▶ [Task brief]: Reproduce the opening lines of the records exactly, up to and including the line in which "Target: rhinoceros rear horn" occurs.

==== Data records

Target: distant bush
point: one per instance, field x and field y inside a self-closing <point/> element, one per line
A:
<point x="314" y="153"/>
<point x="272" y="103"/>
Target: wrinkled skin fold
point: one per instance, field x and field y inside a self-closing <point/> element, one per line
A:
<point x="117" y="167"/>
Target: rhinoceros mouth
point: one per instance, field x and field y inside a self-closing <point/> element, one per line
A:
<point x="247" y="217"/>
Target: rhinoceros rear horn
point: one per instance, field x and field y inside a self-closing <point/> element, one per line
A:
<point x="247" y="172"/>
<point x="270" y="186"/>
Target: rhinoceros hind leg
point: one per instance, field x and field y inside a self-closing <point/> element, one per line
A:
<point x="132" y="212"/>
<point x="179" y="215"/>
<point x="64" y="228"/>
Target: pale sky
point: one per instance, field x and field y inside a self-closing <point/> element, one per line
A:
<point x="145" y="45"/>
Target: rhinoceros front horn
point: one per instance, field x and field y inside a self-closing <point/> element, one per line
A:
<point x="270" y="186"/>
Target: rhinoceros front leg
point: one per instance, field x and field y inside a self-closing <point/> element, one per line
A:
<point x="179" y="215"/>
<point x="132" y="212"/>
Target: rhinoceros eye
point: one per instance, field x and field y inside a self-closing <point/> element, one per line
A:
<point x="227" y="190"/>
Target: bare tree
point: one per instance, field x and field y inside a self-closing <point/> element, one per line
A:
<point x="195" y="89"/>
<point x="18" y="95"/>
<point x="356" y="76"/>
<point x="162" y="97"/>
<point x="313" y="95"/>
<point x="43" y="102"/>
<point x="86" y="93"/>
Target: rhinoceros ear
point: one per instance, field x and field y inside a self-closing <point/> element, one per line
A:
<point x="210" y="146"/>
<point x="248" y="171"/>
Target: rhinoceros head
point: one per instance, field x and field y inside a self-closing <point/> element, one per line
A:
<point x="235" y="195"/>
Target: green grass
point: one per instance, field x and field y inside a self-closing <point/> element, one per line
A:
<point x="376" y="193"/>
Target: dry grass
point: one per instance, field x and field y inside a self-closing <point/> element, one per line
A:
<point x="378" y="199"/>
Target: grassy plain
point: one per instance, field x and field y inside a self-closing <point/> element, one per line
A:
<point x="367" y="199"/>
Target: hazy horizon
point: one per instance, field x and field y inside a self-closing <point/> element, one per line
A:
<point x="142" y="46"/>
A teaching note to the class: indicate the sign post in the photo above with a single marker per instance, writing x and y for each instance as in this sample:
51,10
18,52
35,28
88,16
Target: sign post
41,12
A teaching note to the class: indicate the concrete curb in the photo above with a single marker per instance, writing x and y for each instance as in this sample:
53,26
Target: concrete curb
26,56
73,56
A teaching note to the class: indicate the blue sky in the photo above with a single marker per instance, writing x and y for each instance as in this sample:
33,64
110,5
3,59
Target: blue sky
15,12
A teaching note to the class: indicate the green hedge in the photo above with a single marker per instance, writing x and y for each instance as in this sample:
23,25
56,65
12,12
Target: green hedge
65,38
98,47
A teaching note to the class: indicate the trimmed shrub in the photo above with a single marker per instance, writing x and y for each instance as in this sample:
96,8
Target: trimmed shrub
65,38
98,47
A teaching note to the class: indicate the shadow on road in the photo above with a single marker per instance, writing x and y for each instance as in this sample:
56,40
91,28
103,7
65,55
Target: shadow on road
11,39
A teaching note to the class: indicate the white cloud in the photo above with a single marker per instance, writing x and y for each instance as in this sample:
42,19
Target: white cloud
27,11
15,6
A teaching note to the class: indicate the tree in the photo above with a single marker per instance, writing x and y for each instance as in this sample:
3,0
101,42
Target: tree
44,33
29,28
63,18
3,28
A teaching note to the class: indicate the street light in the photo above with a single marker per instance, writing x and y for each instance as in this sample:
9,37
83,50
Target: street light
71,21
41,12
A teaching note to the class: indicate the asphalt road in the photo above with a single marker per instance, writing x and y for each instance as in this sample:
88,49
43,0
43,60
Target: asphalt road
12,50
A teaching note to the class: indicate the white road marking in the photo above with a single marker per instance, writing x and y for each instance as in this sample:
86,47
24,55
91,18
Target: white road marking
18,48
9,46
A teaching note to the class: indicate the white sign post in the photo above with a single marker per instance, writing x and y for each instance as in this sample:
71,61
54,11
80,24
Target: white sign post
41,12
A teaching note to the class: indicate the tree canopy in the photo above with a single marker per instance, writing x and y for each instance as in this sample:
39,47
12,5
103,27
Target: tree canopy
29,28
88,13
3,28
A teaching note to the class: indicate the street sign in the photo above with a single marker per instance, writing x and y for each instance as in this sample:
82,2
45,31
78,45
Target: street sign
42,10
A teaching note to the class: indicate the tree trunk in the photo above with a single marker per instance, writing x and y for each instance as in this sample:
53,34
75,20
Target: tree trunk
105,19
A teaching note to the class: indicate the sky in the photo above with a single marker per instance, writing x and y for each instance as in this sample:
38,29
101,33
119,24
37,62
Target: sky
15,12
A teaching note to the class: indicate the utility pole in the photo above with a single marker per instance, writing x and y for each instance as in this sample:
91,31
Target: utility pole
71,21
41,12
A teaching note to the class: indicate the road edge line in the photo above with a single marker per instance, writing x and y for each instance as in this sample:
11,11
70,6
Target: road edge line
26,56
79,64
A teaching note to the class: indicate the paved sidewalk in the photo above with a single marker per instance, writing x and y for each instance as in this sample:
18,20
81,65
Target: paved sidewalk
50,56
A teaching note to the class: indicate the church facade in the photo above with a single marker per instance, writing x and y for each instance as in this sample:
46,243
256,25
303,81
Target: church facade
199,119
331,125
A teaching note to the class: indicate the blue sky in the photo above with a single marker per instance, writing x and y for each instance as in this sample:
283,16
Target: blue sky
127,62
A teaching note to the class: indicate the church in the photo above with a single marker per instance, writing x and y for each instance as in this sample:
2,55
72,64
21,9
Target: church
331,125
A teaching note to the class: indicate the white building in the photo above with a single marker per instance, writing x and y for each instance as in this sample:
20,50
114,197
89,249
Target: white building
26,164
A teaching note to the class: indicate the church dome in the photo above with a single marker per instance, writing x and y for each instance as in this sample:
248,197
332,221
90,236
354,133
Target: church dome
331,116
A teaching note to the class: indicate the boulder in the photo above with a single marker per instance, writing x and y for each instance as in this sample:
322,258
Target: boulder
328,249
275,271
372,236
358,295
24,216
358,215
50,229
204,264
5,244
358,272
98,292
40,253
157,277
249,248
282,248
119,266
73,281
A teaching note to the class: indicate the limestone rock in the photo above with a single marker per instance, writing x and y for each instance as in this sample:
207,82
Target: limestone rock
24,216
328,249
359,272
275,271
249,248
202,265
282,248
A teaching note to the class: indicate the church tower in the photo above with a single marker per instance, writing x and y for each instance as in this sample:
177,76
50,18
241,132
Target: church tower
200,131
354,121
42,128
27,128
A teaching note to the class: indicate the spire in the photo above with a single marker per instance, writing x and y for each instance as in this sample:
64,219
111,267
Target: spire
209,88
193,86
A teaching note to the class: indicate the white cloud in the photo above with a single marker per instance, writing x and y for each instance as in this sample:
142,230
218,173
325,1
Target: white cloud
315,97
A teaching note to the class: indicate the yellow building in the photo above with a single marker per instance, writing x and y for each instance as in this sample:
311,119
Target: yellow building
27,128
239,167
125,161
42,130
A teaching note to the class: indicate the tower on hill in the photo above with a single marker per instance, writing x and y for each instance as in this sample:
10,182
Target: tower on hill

========

▶ [Written reply]:
Target: distant bush
point: one per instance, field x and field y inside a self-closing <point/> element, one per line
A:
<point x="314" y="153"/>
<point x="272" y="103"/>
Target: wrinkled skin fold
point: one per instance, field x and field y inside a self-closing <point/> element, one per line
A:
<point x="117" y="167"/>
Target: rhinoceros mouth
point: one per instance, field x and field y inside a self-closing <point/> element, one per line
A:
<point x="247" y="217"/>
Target: rhinoceros rear horn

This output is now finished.